### Selected excerpt:
--------

I have mentioned this before, very specifically my dreams and also my intuitions. Psychological studies continue to shed light on multiple forms of intelligence (find nine listed here) and also the Five Factor Model (coles notes here). The Mystics within Islam – the Sufis – understand that intuition is but one dimension in a world of infinite dimensions. Mystics of other great faith traditions, such as Shamans, would agree; in this Western world, we only very recently acknowledged and weighted into good human behaviour the concept of emotional intelligence, also known as not being an asshole when dealing with others. Within that same dimension are those who are beginning to place intuitive intelligence.
I am of the belief that eventually, even the most bizarre forms of intuition (such as those about which I write next) will be addressed scientifically. Take as example the concept of ‘evil eye’ – in recent scientific bits and bobs, confirmed was that when someone experiences envy, the composition of their frontal lobe changes, which then (are you ready for it?) emits something OUTWARDS. And I don’t mean like a unicorn. For those of you doubting, if you believe that (chemical) pheromones affect how we feel toward another person, why would you dismiss something such as this? (For the record: I am a Muslim broad who has no issue with science. For most Muslims, it is simple: science comes from God, so we have no fear of it. Big Bang Theory? Sure. Theory of evolution? Sure. Whose to say that the ‘missing link’ isn’t the moment Adam and Eve made their way on down? For most (thinking) Muslims, the world does not exist in binaries, but rather in layers where multiple truths may exist at once, leading back to a Truth. Another topic, another article…eventually.)

--------

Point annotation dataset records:
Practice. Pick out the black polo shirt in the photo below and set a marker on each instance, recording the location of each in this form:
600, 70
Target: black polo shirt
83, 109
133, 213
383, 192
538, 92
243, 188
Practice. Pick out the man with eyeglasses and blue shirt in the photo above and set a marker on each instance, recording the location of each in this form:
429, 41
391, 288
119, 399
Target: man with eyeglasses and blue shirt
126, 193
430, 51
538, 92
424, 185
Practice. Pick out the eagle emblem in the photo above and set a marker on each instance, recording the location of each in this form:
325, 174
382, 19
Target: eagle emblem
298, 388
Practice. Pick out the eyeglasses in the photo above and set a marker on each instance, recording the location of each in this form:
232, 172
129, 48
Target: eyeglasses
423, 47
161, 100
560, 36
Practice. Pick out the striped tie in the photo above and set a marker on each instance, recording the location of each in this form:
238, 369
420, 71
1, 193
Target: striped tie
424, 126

--------

### Problem:
Repeat the passage on intuition word for word, between "I have mentioned" and "place intuitive intelligence.", inclusive.

### Task solution:
I have mentioned this before, very specifically my dreams and also my intuitions. Psychological studies continue to shed light on multiple forms of intelligence (find nine listed here) and also the Five Factor Model (coles notes here). The Mystics within Islam – the Sufis – understand that intuition is but one dimension in a world of infinite dimensions. Mystics of other great faith traditions, such as Shamans, would agree; in this Western world, we only very recently acknowledged and weighted into good human behaviour the concept of emotional intelligence, also known as not being an asshole when dealing with others. Within that same dimension are those who are beginning to place intuitive intelligence.